** start **
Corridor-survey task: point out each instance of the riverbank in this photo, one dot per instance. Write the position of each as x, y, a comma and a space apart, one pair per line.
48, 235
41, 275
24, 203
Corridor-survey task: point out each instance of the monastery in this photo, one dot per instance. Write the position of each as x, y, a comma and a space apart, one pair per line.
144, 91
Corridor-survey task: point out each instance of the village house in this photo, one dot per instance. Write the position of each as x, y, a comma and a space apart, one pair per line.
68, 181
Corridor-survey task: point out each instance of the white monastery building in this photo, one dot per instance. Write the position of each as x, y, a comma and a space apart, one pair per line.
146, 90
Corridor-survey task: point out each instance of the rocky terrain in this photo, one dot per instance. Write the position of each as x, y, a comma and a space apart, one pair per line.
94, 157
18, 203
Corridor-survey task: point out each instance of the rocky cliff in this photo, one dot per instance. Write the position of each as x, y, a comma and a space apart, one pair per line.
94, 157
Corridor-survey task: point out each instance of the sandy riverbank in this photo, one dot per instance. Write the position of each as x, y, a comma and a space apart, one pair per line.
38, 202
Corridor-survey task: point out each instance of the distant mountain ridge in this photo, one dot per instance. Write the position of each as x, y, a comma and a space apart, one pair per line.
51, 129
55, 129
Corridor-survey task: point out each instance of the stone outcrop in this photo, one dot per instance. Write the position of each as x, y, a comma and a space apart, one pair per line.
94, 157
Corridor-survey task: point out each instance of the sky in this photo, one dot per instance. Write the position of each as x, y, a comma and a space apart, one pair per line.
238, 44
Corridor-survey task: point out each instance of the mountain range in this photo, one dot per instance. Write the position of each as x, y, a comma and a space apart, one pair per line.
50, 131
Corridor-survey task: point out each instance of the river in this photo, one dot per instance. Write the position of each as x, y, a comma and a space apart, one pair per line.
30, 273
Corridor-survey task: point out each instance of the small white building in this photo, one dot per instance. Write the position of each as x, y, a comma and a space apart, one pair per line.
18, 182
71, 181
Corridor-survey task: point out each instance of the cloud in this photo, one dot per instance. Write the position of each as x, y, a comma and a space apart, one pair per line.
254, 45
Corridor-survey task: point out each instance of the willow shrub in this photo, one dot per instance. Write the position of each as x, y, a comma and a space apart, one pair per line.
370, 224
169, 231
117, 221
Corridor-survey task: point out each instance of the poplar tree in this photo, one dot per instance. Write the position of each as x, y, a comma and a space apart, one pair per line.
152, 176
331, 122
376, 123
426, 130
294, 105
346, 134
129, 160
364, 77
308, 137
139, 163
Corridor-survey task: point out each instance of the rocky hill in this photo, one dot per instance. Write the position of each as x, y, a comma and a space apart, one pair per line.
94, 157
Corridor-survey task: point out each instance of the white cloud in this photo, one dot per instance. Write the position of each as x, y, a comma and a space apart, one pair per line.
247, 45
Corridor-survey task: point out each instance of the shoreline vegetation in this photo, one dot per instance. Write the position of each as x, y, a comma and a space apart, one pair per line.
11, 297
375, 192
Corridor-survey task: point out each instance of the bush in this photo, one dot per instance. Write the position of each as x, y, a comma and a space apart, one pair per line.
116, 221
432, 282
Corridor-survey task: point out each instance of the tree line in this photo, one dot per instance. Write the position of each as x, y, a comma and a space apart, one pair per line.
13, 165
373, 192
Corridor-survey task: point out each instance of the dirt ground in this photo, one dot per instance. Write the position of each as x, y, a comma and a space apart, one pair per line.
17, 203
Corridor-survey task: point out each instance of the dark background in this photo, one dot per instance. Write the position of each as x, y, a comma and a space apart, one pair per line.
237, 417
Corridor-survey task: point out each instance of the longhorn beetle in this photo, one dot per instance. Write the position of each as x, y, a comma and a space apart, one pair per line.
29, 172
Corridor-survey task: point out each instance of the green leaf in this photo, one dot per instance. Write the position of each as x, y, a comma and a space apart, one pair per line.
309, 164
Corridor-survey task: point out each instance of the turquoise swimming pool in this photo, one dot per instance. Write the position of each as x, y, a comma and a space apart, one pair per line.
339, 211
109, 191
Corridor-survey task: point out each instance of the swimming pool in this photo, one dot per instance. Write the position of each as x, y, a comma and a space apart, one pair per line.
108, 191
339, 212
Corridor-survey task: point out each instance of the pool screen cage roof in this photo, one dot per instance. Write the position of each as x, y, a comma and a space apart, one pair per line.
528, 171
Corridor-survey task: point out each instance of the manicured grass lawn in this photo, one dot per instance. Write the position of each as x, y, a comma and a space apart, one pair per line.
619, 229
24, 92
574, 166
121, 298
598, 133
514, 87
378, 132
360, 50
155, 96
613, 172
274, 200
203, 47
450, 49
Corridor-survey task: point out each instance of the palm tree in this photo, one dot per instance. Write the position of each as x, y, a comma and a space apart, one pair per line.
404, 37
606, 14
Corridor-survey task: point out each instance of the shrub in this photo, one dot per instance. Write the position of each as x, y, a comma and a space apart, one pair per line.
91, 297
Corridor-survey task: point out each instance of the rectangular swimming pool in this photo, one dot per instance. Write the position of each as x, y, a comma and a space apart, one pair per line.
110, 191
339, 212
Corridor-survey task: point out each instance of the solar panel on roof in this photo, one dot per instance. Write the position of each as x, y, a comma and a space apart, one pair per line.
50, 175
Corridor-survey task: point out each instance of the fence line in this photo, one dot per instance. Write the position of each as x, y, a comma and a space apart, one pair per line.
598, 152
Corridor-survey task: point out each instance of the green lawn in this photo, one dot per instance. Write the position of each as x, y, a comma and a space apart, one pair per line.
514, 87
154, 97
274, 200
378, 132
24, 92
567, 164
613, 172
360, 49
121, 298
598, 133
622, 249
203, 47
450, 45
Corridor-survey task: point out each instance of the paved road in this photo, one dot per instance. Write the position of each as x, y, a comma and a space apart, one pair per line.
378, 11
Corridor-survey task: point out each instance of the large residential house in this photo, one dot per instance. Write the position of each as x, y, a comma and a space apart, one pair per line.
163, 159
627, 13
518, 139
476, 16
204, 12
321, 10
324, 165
** end **
PROBLEM DETAILS:
Format every line of the records above as a JSON list of strings, one string per line, leaving out any blank lines.

RESPONSE TO THE EXERCISE:
[
  "Corridor-survey task: point out each instance of the riverbank in this photo, one dot per instance. Write the position of each as x, y, a comma and a space apart, one pair per line.",
  "48, 235",
  "41, 275",
  "24, 203",
  "Corridor-survey task: point out each instance of the monastery in this photo, one dot per instance. Write the position of each as x, y, a comma and a space apart, one pair per line.",
  "144, 91",
  "Corridor-survey task: point out each instance of the village house in this photo, one dot per instance. Write the position of each as x, y, a comma and a space apart, one pair per line.",
  "68, 181",
  "Corridor-survey task: point out each instance of the white monastery building in this photo, one dot per instance. Write the position of each as x, y, a comma and a space apart, one pair per line.",
  "146, 90",
  "Corridor-survey task: point out each instance of the rocky terrain in this photo, one dot per instance. Write the position of each as x, y, a comma and a space apart, one pair per line.",
  "94, 157",
  "18, 203",
  "Corridor-survey task: point out each instance of the rocky cliff in this photo, one dot per instance. Write the position of each as x, y, a comma and a space apart, one pair per line.",
  "94, 157",
  "Corridor-survey task: point out each instance of the sandy riverbank in this photo, one dot per instance. Write the position of each as x, y, a comma and a space apart, one pair per line.",
  "38, 202",
  "Corridor-survey task: point out each instance of the distant mountain ridge in this photo, one dot per instance. Write the position of each as x, y, a comma and a space apart, one pair per line.",
  "51, 129",
  "55, 129",
  "Corridor-survey task: point out each instance of the stone outcrop in this photo, one dot per instance. Write the position of each as x, y, a comma and a space apart, one pair per line.",
  "94, 157",
  "Corridor-survey task: point out each instance of the sky in this photo, one dot per instance. Write the position of each as x, y, a comma and a space apart, one pair per line.",
  "238, 44",
  "Corridor-survey task: point out each instance of the mountain range in this photo, one dot per instance. Write the position of each as x, y, a comma and a space apart, one pair per line.",
  "50, 131",
  "Corridor-survey task: point out each instance of the river in this photo, one dot per instance. Write the position of each as x, y, a comma and a space apart, one pair per line.",
  "30, 273",
  "Corridor-survey task: point out each instance of the small white building in this photo, one dot per instance. Write the position of each as x, y, a comma and a space apart, one pair per line.",
  "18, 182",
  "71, 181",
  "Corridor-survey task: point out each instance of the cloud in this photo, one dot per instance. Write the position of each as x, y, a comma and a space apart, one pair per line.",
  "254, 45",
  "Corridor-survey task: point out each instance of the willow shrub in this photo, one dot per instance. Write the position of each as x, y, a comma and a space apart, one pair per line.",
  "370, 224",
  "169, 231",
  "117, 221",
  "Corridor-survey task: point out each instance of the poplar tree in this photo, one dot per instance. Write the position of each as x, y, a comma and a space apart, one pair per line.",
  "152, 176",
  "331, 122",
  "376, 123",
  "426, 130",
  "294, 105",
  "346, 134",
  "129, 160",
  "364, 77",
  "308, 137",
  "139, 163",
  "Corridor-survey task: point out each instance of the rocky hill in this photo, one dot per instance. Write the position of each as x, y, a comma and a space apart, one pair per line.",
  "94, 157",
  "Corridor-survey task: point out each instance of the white cloud in this photo, one dot per instance. Write the position of each as x, y, a comma and a space apart, one pair per line.",
  "247, 45",
  "Corridor-survey task: point out each instance of the shoreline vegetation in this photo, one dot per instance. Write the position of each as x, y, a comma and a space apart, one pair per line.",
  "11, 297",
  "375, 192",
  "Corridor-survey task: point out each instance of the bush in this photo, one dot per instance. Write the position of each as x, y, a comma and a space apart, one pair per line.",
  "116, 221",
  "432, 282",
  "Corridor-survey task: point out each instance of the tree line in this photo, one dot per instance. Write the position of each as x, y, a comma and a space apart, one pair per line.",
  "13, 165",
  "373, 192",
  "Corridor-survey task: point out each instance of the dirt ground in this photo, one dot per instance. Write the position of each as x, y, a comma and a space apart, one pair per line.",
  "17, 203",
  "Corridor-survey task: point out each instance of the dark background in this photo, one dot per instance. Write the position of each as x, y, a comma and a space apart, one pair per line.",
  "237, 417",
  "Corridor-survey task: point out each instance of the longhorn beetle in this photo, one dot per instance. Write the position of each as x, y, a comma and a space apart, one pair per line.",
  "29, 172",
  "Corridor-survey task: point out each instance of the green leaf in this photo, one dot per instance. Write the position of each as x, y, a comma and a space apart, one pair per line.",
  "309, 164",
  "Corridor-survey task: point out each instance of the turquoise swimming pool in this photo, one dot per instance. Write the position of each as x, y, a comma and a space apart, one pair per line.",
  "339, 211",
  "109, 191",
  "Corridor-survey task: point out each instance of the swimming pool in this photo, one dot per instance. Write the position of each as x, y, a comma and a space apart, one pair per line.",
  "108, 191",
  "339, 212",
  "Corridor-survey task: point out each instance of the pool screen cage roof in this photo, one dot per instance. Write the position of each as x, y, a comma and a space apart, one pair per line.",
  "528, 171",
  "Corridor-survey task: point out each instance of the manicured grass lawn in this photo, one dot per instance. Write the position of each as x, y, a comma and a space apart, one pair per line.",
  "619, 229",
  "24, 92",
  "574, 166",
  "121, 298",
  "598, 133",
  "514, 87",
  "378, 132",
  "360, 50",
  "155, 96",
  "613, 172",
  "274, 200",
  "203, 47",
  "450, 49",
  "Corridor-survey task: point out each instance of the palm tree in this photo, one dot per instance. Write the position of each as x, y, a comma and a space apart, one pair per line.",
  "404, 37",
  "606, 14",
  "Corridor-survey task: point out each instance of the shrub in this photo, one dot per instance. Write the position of each as x, y, a comma and a space apart, one pair per line.",
  "91, 297",
  "Corridor-survey task: point out each instance of the rectangular swimming pool in this photo, one dot per instance. Write the position of each as x, y, a comma and a space apart, one pair per line.",
  "110, 191",
  "339, 212",
  "Corridor-survey task: point out each instance of the solar panel on roof in this photo, one dot per instance. Write the position of each as x, y, a comma and a space apart, one pair per line.",
  "50, 175",
  "Corridor-survey task: point out each instance of the fence line in this photo, one dot per instance. Write the position of each as x, y, a comma and a space apart, one pair per line.",
  "598, 152",
  "Corridor-survey task: point out each instance of the green lawn in this photo, one dot per instance. Write the position of each as x, y, a comma and a space apart, one pair per line.",
  "514, 87",
  "154, 97",
  "274, 200",
  "378, 132",
  "24, 92",
  "567, 164",
  "613, 172",
  "360, 49",
  "121, 298",
  "598, 133",
  "622, 249",
  "203, 47",
  "450, 45",
  "Corridor-survey task: point out each instance of the paved road in this photo, one dot per instance. Write the position of each as x, y, a comma and a space apart, one pair per line.",
  "378, 11",
  "Corridor-survey task: point out each instance of the large residential house in this photo, one dot per instance. Write the position of each as x, y, a comma and a space apart, one pair per line.",
  "163, 159",
  "627, 13",
  "518, 139",
  "476, 16",
  "204, 12",
  "321, 10",
  "324, 165"
]